▸ **Given problem**: Below is a passage on Belgian influence in Rwanda. Rewrite the paragraph beginning "The Belgian Roman Catholic Church favored the Tutsis" as a short list that keeps its main facts.

Some observers have also seen an induced replica of the Belgian linguistic conflict in the Rwandan problem. It is undeniable that the Walloons, who were the majority in the beginning in Rwanda, and the Flemish continued their ideological fights and also tried to gain supremacy over one another on Rwandan soil. In the 1950s and 60s, the back and forth of Belgian support for the Tutsis over the support for the Hutus was articled at the same time over Tutsis demands for political independence, like everywhere in Africa, and over the development of the presence of Flemish people in Rwanda who would see in the Hutu a people who were repressed just as they were (recalling the Armenian genocide).
Catholic influence
The Belgian Roman Catholic Church favored the Tutsis, admiring Tutsi leadership qualities. The church evangelized also, beginning with the Tutsis, leading more Tutsis to share in the benefits that came with associating with the colonizers' Roman Catholic culture.

▸ **Supplied information**:

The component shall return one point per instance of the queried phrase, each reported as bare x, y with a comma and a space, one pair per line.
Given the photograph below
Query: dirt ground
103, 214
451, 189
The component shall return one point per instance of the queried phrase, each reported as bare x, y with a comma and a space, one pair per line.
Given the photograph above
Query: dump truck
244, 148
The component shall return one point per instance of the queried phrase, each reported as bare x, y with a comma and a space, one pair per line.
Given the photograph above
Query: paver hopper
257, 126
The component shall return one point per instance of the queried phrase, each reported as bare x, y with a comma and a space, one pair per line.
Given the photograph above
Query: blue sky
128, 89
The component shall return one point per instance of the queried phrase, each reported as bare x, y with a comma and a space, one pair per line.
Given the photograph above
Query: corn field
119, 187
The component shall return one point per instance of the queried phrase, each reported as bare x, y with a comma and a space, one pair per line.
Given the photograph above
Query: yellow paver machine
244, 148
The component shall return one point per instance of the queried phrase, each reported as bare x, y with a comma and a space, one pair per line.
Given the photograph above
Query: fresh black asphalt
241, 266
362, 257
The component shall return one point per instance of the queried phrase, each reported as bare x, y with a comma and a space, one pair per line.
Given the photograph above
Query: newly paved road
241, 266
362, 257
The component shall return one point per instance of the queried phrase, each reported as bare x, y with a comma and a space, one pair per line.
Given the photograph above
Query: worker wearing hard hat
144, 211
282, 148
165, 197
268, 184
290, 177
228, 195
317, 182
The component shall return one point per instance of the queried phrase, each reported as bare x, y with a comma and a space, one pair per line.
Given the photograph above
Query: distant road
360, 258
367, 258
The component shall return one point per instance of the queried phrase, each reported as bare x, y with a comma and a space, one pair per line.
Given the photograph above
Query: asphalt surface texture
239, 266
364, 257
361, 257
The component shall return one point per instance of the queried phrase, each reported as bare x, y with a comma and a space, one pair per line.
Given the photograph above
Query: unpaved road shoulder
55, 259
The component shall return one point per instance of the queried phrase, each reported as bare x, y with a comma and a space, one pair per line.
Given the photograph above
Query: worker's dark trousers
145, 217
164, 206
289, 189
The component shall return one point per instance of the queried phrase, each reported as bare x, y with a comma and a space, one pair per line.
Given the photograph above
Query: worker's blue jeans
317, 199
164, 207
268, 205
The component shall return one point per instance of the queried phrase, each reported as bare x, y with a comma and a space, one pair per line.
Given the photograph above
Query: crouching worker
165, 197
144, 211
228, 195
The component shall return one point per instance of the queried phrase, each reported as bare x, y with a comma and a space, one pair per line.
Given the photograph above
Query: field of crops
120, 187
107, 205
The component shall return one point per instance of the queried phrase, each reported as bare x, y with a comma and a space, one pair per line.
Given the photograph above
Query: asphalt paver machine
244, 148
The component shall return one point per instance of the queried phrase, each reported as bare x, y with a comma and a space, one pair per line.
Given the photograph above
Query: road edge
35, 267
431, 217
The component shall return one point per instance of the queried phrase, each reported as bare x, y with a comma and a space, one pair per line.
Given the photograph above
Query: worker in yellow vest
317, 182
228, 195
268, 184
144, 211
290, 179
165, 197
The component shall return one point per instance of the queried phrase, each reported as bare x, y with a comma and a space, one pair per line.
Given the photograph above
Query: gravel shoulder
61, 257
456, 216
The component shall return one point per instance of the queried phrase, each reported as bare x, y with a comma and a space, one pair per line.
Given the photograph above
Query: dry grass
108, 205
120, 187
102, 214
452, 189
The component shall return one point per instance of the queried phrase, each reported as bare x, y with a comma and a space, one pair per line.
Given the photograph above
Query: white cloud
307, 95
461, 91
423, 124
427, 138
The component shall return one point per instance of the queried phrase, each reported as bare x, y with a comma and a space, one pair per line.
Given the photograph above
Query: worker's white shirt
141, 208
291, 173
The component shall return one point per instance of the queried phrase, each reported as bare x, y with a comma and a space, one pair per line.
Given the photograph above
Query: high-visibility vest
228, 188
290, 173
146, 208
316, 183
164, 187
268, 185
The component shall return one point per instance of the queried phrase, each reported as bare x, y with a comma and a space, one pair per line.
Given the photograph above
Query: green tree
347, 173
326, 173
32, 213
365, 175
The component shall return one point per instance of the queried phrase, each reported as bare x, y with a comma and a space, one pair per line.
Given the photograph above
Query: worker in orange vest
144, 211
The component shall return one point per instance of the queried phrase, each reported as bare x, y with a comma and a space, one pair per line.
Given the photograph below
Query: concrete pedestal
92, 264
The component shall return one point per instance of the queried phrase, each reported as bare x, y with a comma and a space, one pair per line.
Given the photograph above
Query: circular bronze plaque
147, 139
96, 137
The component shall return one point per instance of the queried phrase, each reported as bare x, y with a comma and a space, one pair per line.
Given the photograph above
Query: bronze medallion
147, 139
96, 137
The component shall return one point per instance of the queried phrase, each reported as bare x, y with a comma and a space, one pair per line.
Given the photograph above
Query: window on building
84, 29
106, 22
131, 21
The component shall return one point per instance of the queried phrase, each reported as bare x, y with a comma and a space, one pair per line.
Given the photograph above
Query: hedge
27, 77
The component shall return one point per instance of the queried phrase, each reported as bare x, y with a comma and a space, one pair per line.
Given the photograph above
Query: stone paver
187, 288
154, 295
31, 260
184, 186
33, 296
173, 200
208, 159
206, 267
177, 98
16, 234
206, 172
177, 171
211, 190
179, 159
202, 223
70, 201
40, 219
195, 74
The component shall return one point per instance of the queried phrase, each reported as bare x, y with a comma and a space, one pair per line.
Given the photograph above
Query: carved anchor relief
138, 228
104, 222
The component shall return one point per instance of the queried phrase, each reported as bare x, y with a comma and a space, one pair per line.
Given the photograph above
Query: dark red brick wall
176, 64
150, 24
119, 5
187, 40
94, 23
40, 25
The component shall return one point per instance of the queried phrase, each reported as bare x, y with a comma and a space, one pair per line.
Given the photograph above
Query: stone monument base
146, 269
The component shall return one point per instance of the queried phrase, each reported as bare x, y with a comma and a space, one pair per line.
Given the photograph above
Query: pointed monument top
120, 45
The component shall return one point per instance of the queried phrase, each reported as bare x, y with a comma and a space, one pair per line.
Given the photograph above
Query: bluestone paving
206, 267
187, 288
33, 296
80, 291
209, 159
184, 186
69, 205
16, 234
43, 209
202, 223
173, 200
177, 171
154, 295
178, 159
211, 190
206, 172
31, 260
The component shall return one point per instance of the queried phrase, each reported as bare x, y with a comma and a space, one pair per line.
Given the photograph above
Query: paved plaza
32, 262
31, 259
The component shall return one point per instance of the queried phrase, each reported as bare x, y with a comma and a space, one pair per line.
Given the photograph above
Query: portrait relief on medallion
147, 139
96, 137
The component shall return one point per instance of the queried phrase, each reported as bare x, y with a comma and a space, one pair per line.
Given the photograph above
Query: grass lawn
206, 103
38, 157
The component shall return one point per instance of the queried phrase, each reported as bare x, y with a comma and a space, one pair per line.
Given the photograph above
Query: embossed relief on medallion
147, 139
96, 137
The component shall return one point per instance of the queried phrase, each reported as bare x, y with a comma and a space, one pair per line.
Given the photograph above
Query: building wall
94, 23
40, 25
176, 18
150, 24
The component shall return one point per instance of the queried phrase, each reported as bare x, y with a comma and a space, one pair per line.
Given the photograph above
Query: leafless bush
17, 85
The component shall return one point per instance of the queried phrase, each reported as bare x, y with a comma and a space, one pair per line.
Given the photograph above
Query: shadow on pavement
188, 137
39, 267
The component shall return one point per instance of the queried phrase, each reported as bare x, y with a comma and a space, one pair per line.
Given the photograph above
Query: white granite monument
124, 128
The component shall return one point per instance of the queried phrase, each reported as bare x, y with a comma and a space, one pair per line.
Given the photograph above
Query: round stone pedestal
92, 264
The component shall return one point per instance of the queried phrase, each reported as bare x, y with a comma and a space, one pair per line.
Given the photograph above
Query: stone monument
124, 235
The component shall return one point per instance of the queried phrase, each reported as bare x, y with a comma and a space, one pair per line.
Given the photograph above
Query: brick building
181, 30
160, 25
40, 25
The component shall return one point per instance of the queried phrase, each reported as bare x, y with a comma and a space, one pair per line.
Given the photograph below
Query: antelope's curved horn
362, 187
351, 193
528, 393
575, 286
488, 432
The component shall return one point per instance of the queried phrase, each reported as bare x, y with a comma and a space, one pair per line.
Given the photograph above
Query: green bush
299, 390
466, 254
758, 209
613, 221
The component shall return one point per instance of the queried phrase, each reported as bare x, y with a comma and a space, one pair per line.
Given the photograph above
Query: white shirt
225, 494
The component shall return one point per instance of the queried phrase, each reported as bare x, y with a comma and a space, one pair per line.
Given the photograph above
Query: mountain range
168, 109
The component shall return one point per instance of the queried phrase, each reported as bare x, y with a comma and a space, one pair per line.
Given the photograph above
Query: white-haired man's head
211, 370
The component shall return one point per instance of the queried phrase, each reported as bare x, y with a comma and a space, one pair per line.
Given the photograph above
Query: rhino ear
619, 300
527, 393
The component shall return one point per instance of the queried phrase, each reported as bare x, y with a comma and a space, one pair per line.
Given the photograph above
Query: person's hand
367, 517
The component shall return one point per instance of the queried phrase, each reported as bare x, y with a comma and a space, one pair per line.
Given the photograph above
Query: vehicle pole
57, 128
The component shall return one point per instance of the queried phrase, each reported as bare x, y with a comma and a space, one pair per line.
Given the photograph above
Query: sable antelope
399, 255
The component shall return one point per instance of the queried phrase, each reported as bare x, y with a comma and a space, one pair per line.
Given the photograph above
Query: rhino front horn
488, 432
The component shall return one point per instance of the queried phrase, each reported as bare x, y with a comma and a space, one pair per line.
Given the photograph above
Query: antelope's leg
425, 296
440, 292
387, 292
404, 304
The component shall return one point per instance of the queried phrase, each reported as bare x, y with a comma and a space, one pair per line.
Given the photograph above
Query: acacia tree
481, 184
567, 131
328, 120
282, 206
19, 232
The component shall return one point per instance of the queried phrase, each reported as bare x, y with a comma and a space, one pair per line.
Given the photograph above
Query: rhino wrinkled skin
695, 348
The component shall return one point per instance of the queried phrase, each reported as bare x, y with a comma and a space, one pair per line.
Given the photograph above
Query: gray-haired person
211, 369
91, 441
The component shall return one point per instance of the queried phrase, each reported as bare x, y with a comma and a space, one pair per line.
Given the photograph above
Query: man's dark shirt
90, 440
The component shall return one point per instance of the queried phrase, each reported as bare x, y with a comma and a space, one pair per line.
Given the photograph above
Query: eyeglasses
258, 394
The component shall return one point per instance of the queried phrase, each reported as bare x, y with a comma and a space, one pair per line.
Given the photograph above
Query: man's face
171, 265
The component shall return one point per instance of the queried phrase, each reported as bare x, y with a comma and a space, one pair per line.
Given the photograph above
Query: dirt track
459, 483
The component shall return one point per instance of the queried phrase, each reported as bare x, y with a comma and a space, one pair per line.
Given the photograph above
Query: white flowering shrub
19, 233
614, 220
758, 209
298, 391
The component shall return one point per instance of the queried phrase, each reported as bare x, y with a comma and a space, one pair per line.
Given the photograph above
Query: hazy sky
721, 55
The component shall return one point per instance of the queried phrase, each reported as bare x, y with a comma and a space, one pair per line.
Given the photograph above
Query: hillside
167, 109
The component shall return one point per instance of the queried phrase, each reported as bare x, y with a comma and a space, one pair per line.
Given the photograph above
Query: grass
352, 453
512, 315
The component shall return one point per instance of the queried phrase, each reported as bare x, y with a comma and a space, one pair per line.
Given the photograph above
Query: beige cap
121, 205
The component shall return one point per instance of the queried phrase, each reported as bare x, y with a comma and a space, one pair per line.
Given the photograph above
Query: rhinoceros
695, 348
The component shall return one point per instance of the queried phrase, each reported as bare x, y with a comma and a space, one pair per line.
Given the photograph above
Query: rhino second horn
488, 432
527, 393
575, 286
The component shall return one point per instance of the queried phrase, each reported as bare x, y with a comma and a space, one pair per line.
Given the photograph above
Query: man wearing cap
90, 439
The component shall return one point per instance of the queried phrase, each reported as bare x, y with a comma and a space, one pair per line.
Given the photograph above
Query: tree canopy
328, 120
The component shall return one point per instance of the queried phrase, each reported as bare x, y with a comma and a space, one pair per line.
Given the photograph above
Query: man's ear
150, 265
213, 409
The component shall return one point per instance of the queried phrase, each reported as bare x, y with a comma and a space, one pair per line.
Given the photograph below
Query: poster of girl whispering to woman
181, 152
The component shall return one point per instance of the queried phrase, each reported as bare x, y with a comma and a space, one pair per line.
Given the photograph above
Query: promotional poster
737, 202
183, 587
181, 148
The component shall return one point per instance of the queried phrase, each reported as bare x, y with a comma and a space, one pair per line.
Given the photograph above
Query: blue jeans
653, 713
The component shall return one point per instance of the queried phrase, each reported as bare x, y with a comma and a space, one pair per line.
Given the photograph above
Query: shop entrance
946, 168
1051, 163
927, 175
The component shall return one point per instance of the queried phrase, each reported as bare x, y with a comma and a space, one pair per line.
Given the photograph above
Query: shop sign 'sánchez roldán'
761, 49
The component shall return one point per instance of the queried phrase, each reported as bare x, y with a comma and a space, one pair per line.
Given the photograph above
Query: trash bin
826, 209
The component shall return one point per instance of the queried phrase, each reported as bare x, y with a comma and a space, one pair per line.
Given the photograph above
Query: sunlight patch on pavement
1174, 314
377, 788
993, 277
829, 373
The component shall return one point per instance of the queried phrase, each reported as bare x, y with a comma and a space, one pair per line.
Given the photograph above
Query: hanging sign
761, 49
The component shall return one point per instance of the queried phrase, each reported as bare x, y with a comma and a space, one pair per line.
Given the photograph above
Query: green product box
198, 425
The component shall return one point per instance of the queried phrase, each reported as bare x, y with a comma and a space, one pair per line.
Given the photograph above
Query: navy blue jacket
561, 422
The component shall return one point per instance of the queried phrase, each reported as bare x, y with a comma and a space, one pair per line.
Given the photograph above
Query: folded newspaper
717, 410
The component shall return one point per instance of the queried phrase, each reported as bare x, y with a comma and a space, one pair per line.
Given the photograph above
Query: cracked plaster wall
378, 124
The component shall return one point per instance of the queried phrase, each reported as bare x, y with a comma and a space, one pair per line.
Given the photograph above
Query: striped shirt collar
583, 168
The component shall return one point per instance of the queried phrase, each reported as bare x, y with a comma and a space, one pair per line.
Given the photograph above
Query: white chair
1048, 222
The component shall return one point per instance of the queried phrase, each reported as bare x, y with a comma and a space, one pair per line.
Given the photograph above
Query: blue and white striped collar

▸ **Answer to the problem**:
- The Belgian Roman Catholic Church favored the Tutsis because it admired their leadership qualities.
- The church began its evangelizing with the Tutsis.
- As a result, more Tutsis shared in the benefits of associating with the colonizers' Roman Catholic culture.